[WRITTEN REQUEST]
Switch every "in this picture" to "in this image" in the items below, changing nothing else. Leave the pictures out of your answer.

[Entries for pointing and labeling]
▶

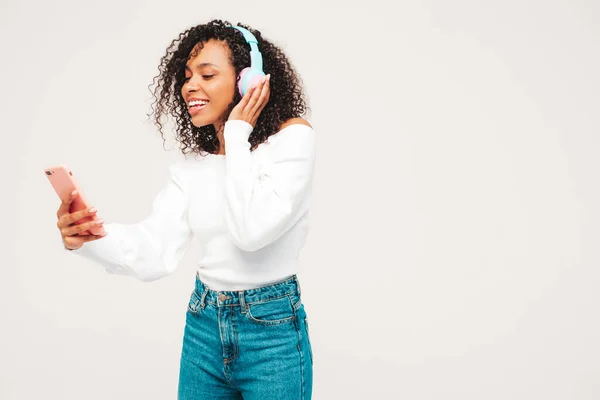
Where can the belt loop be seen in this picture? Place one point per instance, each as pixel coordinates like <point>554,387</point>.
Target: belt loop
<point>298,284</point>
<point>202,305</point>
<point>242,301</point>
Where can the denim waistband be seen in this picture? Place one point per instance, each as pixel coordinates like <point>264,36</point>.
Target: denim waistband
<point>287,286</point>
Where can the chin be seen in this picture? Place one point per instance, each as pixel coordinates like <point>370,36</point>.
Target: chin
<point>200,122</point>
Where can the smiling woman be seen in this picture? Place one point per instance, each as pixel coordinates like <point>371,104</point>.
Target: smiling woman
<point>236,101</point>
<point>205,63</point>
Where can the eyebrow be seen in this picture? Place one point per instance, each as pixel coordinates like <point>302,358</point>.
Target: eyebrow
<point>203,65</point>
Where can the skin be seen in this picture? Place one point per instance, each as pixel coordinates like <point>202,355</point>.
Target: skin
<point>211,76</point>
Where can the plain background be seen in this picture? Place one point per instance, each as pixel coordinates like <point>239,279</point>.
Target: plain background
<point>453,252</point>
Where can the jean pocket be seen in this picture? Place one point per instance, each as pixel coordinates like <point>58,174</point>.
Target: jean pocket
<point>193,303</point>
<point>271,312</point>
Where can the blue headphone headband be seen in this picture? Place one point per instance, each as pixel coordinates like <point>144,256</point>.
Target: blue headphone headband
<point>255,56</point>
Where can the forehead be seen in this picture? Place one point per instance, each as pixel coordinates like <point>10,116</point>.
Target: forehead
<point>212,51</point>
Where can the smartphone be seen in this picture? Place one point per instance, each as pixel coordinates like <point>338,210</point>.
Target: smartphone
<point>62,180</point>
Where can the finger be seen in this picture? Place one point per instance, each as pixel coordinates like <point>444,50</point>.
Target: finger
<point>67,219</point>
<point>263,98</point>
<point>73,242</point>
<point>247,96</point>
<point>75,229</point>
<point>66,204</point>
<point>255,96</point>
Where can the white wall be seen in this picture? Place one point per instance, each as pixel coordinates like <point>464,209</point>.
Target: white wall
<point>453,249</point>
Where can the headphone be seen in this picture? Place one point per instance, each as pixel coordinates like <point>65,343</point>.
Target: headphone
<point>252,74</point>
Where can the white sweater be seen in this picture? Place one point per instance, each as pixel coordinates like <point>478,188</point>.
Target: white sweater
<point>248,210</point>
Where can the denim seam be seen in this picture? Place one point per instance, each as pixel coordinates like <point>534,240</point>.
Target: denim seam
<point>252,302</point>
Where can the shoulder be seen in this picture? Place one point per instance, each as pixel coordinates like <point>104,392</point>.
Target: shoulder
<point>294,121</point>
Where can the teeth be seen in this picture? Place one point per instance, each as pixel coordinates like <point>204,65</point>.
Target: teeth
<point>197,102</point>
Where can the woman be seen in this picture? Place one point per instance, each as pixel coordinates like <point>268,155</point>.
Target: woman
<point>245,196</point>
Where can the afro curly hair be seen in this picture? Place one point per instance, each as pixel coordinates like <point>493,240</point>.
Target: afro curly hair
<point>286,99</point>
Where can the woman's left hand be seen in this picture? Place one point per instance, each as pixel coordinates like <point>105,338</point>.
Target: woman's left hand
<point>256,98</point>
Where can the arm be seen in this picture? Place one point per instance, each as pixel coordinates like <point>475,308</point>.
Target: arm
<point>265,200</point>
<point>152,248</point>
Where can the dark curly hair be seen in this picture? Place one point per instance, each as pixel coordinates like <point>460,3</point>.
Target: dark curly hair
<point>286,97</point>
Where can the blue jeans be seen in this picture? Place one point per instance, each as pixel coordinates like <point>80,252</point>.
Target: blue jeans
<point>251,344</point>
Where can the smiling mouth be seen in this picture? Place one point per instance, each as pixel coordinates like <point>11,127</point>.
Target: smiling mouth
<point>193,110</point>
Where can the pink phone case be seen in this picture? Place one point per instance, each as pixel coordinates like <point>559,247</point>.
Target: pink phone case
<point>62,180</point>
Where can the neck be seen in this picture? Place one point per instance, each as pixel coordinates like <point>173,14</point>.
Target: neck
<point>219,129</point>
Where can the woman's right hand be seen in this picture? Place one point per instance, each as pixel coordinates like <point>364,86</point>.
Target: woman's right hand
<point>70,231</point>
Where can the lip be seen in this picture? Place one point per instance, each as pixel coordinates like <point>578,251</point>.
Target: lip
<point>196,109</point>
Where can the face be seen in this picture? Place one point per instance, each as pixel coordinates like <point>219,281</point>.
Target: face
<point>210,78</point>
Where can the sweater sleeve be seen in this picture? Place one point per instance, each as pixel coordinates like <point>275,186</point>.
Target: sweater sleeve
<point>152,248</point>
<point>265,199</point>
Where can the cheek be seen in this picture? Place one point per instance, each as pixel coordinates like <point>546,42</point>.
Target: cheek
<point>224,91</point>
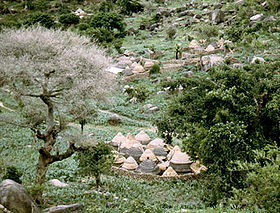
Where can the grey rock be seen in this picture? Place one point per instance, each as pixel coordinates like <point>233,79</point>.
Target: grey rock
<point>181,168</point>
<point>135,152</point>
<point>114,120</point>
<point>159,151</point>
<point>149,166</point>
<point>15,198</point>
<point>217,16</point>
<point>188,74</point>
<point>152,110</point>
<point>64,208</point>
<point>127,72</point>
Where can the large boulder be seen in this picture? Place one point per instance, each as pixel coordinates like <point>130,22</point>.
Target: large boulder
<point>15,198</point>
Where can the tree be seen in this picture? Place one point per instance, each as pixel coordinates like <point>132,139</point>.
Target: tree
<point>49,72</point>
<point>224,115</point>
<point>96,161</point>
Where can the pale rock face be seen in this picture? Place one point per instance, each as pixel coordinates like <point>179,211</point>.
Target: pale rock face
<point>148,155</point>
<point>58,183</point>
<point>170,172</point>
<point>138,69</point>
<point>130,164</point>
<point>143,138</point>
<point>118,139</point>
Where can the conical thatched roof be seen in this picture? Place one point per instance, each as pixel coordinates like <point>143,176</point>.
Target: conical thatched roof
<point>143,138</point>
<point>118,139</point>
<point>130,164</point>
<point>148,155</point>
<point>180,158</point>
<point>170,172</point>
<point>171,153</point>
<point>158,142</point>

◀

[REPLY]
Where can the belt loop be seen in this image? Place one point per instance, each as pixel coordinates like <point>554,387</point>.
Target: belt loop
<point>298,284</point>
<point>202,305</point>
<point>242,301</point>
Where can the denim waistband be seen in this image? Place one point per instance, each as pixel coordinates like <point>264,36</point>.
Target: denim waistband
<point>287,286</point>
Where can the chin be seen in this image? Place one point per instance, each as pixel coordinates like <point>370,36</point>.
Target: chin
<point>200,122</point>
Where can the smiling woman be seen in this image? Place one point per instance, each as pixel coordinates like <point>371,104</point>.
Target: smiling woman
<point>236,101</point>
<point>205,63</point>
Where can the eyebrow be seen in this image? Place one point per instance, each as pixel coordinates like <point>302,358</point>.
Target: eyebrow
<point>203,65</point>
Where can the skin be seen in this image? Place one point per instance, each as pixel coordinates like <point>202,355</point>.
Target: skin
<point>211,76</point>
Where can the plain background be seen in this image? Place one point per instance, each as pixel coordinates like <point>239,279</point>.
Target: plain background
<point>453,252</point>
Where can the jean pocket be seen in this image? Place one point per instance, each as pixel coordinates like <point>58,174</point>.
Target: jean pocket
<point>193,303</point>
<point>271,312</point>
Where can the blue headphone headband be seen in this image? Place one point per instance, each as pixel coordinates like <point>144,256</point>.
Target: blue headphone headband
<point>255,56</point>
Where can the forehead be seen in this image? Place one point per instance, each as pixel coordinates like <point>10,116</point>.
Target: forehead
<point>212,51</point>
Where can the smartphone be seen in this image? Place one point per instance, each as pixel coordinates like <point>338,210</point>.
Target: smartphone
<point>62,180</point>
Where can the finger be seen in this image? Place one point per instance, each as pixel coordinates like <point>444,50</point>.
Target: finger
<point>67,219</point>
<point>263,98</point>
<point>73,242</point>
<point>247,96</point>
<point>75,229</point>
<point>66,204</point>
<point>255,96</point>
Where can the white wall be seen in this image? Place one point per instance, each as pixel coordinates like <point>464,209</point>.
Target: white wall
<point>453,249</point>
Where can the headphone be seen in this image? Place one point per instance, each as pixel coordinates like <point>65,343</point>.
Target: headphone
<point>252,74</point>
Where can the white sweater be seen in this image? Place one point per instance, each as pixel coordinates like <point>478,188</point>.
Target: white sweater
<point>248,210</point>
Where can the denim seam be seen in this image? Place one point per instance, each as pixel coordinates like <point>534,240</point>.
Target: denim seam
<point>252,302</point>
Where can the shoulder be seen in this image? Place one point per instance, each as pixel coordinates like <point>104,392</point>.
Target: shoulder
<point>294,121</point>
Where can the teeth be seen in this image? Place one point per instance, each as pixel coordinates like <point>204,65</point>.
Target: teeth
<point>197,102</point>
Where can the woman be seen in this image? Place one point per instance, each as pixel coordinates like <point>268,155</point>.
Target: woman
<point>245,196</point>
Where can the afro curly hair be seen in this image? Place one point per instance, each as pixel coordinates like <point>493,240</point>.
Target: afro curly hair
<point>286,99</point>
Where can the woman's left hand be seen in this image? Place one point per instance, each as pixel coordinates like <point>105,338</point>.
Target: woman's left hand
<point>256,98</point>
Where can the arm be seen in this image? Place one point per instance, each as pixel coordinates like <point>475,308</point>.
Target: arm
<point>265,200</point>
<point>152,248</point>
Where can the dark curly hair be seen in this image? Place one point per instance, each as pixel coordinates like <point>460,3</point>.
Target: dark curly hair
<point>286,97</point>
Where can the blue jeans be seen in this image? Place one point per instance, each as pixel coordinates like <point>80,252</point>.
Target: blue jeans
<point>251,344</point>
Where can the smiling mouth be seen in this image? Place one point per instance, each as pixel coordinates like <point>11,127</point>.
Target: smiling mouth
<point>193,110</point>
Where can the pink phone case be seen in this image? Place one point per instance, each as pixel coordinates like <point>559,247</point>.
Target: pink phone case
<point>62,180</point>
Where can the neck be seen in this image? Place one point per instance, each as pixel coordinates like <point>173,14</point>.
Target: neck
<point>219,129</point>
Where can the woman's right hand be seen in this image? Place one point per instance, each as pixel coordinates like <point>364,86</point>.
Target: woman's right hand
<point>70,231</point>
Where can the lip be seen in this image? Place one point per instance, each as pixel coordinates like <point>578,251</point>.
Target: lip
<point>196,109</point>
Where can the face be seen in this image? Place one point per instance, each as pixel coordinates like <point>219,281</point>.
Target: face
<point>210,78</point>
Where can the sweater sleeve be seen in this image? Place one point per instance, each as pixel coordinates like <point>275,186</point>.
Target: sweater sleeve
<point>152,248</point>
<point>265,199</point>
Where can the cheek be seen in this image? Place one point per instance, each as pixel coordinates like <point>546,42</point>.
Target: cheek
<point>224,91</point>
Where can the grey rock be seen in this image? Place one point per instance, each as pixel coordinates like <point>233,79</point>.
Target: grey rock
<point>181,168</point>
<point>135,152</point>
<point>114,120</point>
<point>159,151</point>
<point>149,166</point>
<point>15,198</point>
<point>217,16</point>
<point>188,74</point>
<point>152,110</point>
<point>64,208</point>
<point>127,72</point>
Where can the large boulder be seen in this image? Place one point per instance, each as pixel coordinates like <point>130,22</point>.
Target: large boulder
<point>15,198</point>
Where can the tree be seen in this image? Place one point per instance, each as pixel coordinates like <point>132,139</point>.
Target: tree
<point>49,72</point>
<point>224,115</point>
<point>96,161</point>
Where can the pale rock face be seen in this image? Place one point per instance, each as pixel coordinates like <point>179,211</point>.
Target: pale rock face
<point>148,155</point>
<point>58,183</point>
<point>170,172</point>
<point>138,69</point>
<point>130,164</point>
<point>143,138</point>
<point>118,139</point>
Where can the conical thatched roof be seen in this image? Place one point per instance, each as pixel coordinates like <point>143,176</point>.
Target: conical thatched roof
<point>143,138</point>
<point>118,139</point>
<point>130,164</point>
<point>148,155</point>
<point>180,158</point>
<point>170,172</point>
<point>171,153</point>
<point>158,142</point>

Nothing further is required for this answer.